-- Problem to solve --
Repeat word for word the part of the numbered list of odd behaviors that begins at the words "62. Light road" and stops after the words "until physically restrained.".

62. Light road flares on a birthday cake. 

63. Wander around a restaurant, asking other diners for their parsley. 

64. Leave tips in Bolivian currency. 

65. Demand that everyone address you as "Conquistador." 

66. At the laundromat, use one dryer for each of your socks.

67. When Christmas caroling, sing "Jingle Bells, Batman smells" until physically restrained. 

68. Wear a cape that says "Magnificent One." 

69. As much as possible, skip rather than walk. 

70. Stand over someone's shoulder, mumbling, as they read.

71. Pretend your computer's mouse is a CB radio, and talk to it. 

72. Try playing the William Tell Overture by tapping on the bottom of your chin. When nearly done, announce "no, wait, I messed it up," and repeat. 

73. Drive half a block. 

74. Inform others that they exist only in your imagination.

75. Ask people what gender they are. 

76. Lick the filling out of all the Oreos, and place the cookie parts back.

77. Cultivate a Norwegian accent. If Norwegian, affect a Southern drawl. 

78. Routinely handcuff yourself to furniture, informing the curious that you don't want to fall off "in case the big one comes". 

79. Deliberately hum songs that will remain lodged in co-workers brains, such as "Feliz Navidad", the Archies "Sugar" or the Mr. Rogers theme song. 

80. While making presentations, occasionally bob your head. like a parakeet. 

81. Lie obviously about trivial things such as the time of day. 

82. Leave your Christmas lights up and lit until September.

83. Change your name to "AaJohn Aaaaasmith" for the great glory of being first in the phone book. Claim it's a Hawaiian name, and demand that people pronounce each "a."

(Spatial localization data)
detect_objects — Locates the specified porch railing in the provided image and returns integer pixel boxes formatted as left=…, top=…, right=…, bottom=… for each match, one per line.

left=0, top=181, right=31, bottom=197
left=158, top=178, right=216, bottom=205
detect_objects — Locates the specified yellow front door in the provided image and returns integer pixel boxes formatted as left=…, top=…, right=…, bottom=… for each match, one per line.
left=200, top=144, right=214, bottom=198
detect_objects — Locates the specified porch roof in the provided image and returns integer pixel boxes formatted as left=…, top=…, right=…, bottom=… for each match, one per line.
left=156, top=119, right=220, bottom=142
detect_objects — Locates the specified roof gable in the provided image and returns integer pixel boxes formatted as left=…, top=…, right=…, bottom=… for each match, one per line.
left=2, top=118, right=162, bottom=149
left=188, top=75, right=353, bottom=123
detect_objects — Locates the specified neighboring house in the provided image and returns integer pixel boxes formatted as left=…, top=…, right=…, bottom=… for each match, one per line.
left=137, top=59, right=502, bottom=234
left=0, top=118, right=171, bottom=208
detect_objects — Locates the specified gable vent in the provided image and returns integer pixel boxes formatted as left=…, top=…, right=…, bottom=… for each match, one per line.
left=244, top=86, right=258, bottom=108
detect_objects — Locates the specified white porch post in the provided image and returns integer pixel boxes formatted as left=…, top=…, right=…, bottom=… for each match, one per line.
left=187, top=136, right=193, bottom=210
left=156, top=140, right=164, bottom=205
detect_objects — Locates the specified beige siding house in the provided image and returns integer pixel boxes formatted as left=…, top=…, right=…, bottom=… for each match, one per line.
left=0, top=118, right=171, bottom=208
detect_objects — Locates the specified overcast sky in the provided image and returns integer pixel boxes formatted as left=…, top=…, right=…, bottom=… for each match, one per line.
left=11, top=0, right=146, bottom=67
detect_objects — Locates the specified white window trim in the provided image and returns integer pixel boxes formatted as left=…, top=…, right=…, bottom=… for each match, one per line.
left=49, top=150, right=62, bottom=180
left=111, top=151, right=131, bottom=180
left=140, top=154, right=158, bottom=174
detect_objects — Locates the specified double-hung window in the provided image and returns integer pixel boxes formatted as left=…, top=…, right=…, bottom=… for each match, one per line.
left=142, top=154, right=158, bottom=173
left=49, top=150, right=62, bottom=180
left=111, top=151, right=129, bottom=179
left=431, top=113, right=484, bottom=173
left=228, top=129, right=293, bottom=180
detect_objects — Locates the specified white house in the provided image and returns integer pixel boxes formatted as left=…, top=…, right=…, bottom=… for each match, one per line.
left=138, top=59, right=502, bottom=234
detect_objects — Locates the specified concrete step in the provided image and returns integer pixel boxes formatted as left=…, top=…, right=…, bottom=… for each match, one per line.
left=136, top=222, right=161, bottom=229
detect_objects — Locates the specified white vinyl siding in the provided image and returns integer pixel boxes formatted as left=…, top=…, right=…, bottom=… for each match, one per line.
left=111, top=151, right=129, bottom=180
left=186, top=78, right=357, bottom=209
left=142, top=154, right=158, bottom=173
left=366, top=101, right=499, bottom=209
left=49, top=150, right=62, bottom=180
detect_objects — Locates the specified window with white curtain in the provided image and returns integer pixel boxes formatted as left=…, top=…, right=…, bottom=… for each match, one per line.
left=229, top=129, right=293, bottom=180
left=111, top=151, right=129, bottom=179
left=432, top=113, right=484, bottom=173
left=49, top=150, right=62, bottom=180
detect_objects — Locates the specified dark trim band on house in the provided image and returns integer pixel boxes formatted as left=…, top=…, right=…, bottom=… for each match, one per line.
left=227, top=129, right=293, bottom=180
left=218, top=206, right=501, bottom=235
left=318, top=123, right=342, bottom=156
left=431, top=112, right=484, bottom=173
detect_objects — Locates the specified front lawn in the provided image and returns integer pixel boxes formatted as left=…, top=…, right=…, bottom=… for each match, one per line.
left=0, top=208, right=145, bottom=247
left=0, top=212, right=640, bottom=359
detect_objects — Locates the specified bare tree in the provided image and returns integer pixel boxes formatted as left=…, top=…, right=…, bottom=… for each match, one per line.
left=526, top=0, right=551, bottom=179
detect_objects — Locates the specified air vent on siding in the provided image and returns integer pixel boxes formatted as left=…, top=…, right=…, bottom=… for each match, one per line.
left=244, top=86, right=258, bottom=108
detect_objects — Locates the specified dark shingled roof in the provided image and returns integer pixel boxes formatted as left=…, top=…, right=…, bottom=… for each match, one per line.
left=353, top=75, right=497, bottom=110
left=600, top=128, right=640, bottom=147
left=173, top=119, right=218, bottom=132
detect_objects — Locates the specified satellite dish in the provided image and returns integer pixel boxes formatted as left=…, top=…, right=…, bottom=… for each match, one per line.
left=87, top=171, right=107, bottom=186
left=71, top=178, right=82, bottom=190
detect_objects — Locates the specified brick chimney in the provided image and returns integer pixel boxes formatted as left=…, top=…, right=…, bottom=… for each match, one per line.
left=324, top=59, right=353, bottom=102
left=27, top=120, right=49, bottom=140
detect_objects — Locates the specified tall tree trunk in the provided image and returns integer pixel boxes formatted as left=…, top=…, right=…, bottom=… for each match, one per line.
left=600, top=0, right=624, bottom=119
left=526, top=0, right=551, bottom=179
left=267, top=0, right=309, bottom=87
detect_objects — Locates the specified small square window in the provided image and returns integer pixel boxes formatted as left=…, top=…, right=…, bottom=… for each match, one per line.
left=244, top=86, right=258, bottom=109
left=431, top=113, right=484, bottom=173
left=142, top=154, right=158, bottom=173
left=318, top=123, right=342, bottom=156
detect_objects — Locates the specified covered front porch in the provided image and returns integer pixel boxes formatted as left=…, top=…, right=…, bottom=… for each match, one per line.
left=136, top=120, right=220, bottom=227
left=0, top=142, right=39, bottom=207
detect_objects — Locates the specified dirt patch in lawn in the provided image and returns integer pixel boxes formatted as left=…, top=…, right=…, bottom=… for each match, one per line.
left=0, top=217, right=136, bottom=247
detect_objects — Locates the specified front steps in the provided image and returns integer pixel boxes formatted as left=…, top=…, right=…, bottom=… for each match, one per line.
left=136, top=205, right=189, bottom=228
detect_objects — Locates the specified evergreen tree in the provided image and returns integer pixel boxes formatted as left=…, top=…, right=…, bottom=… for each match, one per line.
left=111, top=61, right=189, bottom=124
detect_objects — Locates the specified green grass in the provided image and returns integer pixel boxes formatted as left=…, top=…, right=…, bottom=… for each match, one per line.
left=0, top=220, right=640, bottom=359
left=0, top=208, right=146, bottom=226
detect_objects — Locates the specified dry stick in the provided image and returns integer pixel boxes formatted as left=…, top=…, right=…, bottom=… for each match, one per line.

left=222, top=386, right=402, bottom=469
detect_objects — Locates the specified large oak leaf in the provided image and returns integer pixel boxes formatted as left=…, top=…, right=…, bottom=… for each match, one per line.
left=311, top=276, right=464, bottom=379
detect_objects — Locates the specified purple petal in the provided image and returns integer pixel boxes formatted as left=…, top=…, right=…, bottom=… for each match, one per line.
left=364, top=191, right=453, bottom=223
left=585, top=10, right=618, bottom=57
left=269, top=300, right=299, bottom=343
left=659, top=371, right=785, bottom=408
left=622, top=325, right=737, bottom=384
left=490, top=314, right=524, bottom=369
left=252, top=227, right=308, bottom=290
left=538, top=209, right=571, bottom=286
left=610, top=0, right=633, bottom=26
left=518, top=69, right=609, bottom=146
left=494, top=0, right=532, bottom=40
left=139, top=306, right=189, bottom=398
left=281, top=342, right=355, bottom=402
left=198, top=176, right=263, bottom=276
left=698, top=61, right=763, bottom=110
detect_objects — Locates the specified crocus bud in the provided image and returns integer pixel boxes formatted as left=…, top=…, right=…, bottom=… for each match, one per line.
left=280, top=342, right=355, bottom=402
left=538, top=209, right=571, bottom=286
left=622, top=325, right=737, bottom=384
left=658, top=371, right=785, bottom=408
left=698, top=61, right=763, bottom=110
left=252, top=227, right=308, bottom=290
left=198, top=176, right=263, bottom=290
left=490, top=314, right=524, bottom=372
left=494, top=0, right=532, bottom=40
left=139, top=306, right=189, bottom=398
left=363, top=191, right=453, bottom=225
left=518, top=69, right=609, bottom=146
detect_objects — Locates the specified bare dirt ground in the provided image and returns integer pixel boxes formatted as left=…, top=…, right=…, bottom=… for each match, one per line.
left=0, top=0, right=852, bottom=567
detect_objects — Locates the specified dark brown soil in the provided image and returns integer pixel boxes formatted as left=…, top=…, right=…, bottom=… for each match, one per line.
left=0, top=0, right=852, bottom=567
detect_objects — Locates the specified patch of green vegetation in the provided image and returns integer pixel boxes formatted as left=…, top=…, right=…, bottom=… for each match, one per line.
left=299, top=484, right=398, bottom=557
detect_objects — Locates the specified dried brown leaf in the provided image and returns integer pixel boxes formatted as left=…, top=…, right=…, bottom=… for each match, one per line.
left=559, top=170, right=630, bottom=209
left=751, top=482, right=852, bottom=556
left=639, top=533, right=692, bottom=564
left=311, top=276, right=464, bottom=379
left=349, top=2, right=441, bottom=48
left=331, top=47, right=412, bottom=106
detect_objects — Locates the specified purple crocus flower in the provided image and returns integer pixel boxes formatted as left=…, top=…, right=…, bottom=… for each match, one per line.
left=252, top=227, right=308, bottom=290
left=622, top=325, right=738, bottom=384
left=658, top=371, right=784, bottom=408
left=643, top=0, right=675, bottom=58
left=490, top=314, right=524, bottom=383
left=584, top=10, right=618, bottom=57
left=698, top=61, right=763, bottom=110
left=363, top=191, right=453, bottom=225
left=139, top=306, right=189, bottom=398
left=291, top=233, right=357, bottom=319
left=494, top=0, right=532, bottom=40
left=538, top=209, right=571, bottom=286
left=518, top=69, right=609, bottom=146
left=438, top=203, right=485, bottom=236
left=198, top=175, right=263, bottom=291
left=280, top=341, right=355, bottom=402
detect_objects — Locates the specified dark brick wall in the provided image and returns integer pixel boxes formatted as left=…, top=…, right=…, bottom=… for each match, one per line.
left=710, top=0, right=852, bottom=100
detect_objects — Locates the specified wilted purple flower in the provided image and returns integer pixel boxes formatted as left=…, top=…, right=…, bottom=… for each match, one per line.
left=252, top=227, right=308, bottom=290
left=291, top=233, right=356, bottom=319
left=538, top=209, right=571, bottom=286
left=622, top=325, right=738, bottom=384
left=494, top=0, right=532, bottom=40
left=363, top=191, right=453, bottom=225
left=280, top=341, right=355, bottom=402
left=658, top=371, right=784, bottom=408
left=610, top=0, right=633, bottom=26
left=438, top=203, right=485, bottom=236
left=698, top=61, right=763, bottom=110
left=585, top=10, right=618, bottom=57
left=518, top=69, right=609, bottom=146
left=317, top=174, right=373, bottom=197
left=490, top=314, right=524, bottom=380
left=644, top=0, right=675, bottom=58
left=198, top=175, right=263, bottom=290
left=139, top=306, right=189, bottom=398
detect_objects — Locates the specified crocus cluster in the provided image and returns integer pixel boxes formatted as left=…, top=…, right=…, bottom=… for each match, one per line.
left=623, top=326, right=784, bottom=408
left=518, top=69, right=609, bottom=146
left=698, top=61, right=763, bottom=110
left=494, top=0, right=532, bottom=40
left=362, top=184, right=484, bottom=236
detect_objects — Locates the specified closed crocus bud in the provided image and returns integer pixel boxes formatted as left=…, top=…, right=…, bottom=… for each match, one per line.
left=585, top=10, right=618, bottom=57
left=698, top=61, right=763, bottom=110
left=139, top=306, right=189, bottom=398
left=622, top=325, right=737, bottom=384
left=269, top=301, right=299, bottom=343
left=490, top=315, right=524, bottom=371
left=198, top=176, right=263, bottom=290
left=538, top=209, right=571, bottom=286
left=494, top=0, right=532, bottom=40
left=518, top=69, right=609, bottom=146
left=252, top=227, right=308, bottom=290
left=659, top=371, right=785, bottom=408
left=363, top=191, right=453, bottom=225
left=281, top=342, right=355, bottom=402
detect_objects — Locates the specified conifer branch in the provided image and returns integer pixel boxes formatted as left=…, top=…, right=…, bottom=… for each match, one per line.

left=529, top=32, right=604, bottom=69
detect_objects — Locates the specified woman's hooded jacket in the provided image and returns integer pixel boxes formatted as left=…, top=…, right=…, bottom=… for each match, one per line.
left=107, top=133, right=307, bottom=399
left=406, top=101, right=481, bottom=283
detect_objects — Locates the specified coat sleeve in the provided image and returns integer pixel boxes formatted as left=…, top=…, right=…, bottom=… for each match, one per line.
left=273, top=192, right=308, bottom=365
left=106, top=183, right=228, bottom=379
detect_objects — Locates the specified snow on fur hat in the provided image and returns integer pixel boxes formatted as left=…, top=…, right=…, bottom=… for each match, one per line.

-- Output of the task --
62. Light road flares on a birthday cake. 

63. Wander around a restaurant, asking other diners for their parsley. 

64. Leave tips in Bolivian currency. 

65. Demand that everyone address you as "Conquistador." 

66. At the laundromat, use one dryer for each of your socks.

67. When Christmas caroling, sing "Jingle Bells, Batman smells" until physically restrained.